§ AÇÕES NECESSÁRIAS
1 > Que tipos de patologia o trecho sobre síndromes otorrinolaringológicas aponta como associados entre si? Enumere todos.
2 > Dê seguimento ao artigo sobre síndromes oftalmológicas com participação auditiva ou vestibular, começando logo após a última frase apresentada.

§ TRECHO PARA LEITURA

Versão Inglês

Ano:  1974  Vol. 40   Ed. 1  - Janeiro - Abril - ()

Seção: Artigos Originais

Páginas: 52 a 57

 

PRINCIPAIS SÍNDROMES E DOENÇAS OFTALMOLÓGICAS COM PARTICIPAÇÃO AUDITIVA E/OU VESTIBULAR (*)

Autor(es): Eduardo de Moraes Baleeiro**,
Yotaka Fukuda***,
Agenor Alves de Souza Jr.****,
Rita Kweksilber Reznik*****,
Maurício Malavasi Ganança******,
Clemente Isnard Ribeiro de Almeida*******,
Pedro Luiz Mangabeira Albernaz********

Grande é o número de síndromes otorrinolaringológicas em que a patologia bucal, faríngea, nasal, laríngea e otológica está associada entre si ou com outras patologias as mais diversas. Exemplo disto é o grande número de síndromes em que há os mais variados tipos de comprometimento dos pares crânicos.

A identificação de síndromes e doenças, hereditárias ou adquiridas, em otologia, tem aumentado nas últimas décadas, conseqüência dos modernos recursos propedêuticos - audiologia, radiologia e otoneurologia - e recursos terapêuticos - cirúrgicos ou clínicos.

Neste trabalho procuramos efetuar uma revisão bibliográfica das principais síndromes em que encontramos associação de alteração ocular, vestibular, coclear ou cócleo-vestibular.

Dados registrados
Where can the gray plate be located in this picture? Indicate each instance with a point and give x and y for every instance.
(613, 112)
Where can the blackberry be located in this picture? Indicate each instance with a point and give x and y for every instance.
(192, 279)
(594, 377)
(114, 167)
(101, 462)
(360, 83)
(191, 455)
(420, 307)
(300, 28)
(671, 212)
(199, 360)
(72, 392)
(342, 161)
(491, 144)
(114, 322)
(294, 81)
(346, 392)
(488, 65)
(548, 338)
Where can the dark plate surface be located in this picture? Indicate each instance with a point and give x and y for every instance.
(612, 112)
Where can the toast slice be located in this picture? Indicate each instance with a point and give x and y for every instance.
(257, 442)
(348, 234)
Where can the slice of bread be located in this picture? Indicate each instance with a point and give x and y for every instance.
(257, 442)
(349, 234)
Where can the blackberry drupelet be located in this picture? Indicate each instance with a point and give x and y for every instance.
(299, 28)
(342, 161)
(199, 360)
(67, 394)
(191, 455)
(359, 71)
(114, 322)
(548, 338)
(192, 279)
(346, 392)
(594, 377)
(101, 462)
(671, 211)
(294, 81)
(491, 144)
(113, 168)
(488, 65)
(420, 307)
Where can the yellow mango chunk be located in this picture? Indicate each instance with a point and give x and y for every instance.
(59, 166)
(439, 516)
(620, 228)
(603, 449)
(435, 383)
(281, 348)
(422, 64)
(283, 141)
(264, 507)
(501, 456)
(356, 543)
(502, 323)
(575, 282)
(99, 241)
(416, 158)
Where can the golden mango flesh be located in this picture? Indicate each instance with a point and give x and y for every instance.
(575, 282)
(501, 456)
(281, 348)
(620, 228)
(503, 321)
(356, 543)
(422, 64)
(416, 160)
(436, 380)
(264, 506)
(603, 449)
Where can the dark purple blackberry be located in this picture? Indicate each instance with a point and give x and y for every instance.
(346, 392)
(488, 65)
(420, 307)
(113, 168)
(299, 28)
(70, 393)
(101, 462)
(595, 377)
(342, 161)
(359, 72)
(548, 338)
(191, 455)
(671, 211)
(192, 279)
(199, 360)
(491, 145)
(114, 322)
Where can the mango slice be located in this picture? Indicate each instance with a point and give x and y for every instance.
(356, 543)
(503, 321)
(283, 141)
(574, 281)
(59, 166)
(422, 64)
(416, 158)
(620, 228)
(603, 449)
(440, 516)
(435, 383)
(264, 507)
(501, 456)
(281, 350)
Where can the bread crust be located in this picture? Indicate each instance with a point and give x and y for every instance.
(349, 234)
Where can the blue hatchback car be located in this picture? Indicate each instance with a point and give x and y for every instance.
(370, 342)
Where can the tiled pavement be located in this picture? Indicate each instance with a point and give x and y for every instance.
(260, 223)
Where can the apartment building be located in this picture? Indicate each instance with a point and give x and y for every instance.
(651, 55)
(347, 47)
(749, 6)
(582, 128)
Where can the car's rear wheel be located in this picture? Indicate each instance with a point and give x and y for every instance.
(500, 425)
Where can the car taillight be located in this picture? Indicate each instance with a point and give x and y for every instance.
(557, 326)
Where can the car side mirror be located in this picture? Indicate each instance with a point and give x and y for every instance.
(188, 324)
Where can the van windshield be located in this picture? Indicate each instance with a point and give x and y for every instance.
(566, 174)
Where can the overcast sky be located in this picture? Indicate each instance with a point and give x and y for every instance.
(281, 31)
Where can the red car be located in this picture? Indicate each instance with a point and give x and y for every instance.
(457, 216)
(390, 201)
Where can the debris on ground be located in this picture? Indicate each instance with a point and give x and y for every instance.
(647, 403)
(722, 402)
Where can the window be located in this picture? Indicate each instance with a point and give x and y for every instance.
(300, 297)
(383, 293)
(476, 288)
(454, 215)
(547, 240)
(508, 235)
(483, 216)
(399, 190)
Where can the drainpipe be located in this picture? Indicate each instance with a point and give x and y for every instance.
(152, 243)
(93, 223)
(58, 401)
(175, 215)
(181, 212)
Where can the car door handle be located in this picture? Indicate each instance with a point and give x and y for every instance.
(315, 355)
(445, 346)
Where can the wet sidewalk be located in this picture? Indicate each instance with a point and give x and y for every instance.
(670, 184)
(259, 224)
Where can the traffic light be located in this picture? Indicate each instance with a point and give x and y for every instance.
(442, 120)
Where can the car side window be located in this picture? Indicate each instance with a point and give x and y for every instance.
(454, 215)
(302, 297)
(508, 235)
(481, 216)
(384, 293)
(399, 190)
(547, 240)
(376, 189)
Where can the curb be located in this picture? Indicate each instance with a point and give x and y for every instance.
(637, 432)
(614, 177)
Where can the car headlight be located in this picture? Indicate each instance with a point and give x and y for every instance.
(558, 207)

§ RESPOSTAS ESCRITAS
1 > Bucal, faríngea, nasal, laríngea e otológica.

2 >
Verificamos que esta associação pode ocorrer de três maneiras:

a) associação ocular e cócleo-vestibular;

b) alteração ocular e cócleo-vestibular associada a outras patologias em outras regiões;

c) a alteração ocular e cócleo-vestibular poderá ou não ser constante na configuração clínica fundamental da síndrome ou doença.

As principais síndromes e doenças, e seus epônimos ou designações especiais, são as seguintes:

1 - ALSTROM (11): Doença autossômica recessiva em que há retinite pigmentar e catarata associadas a diabetes mellitus, obesidade e disacusia. A disacusia de percepção de moderada intensidade, piora progressivamente, iniciando-se na segunda década de vida.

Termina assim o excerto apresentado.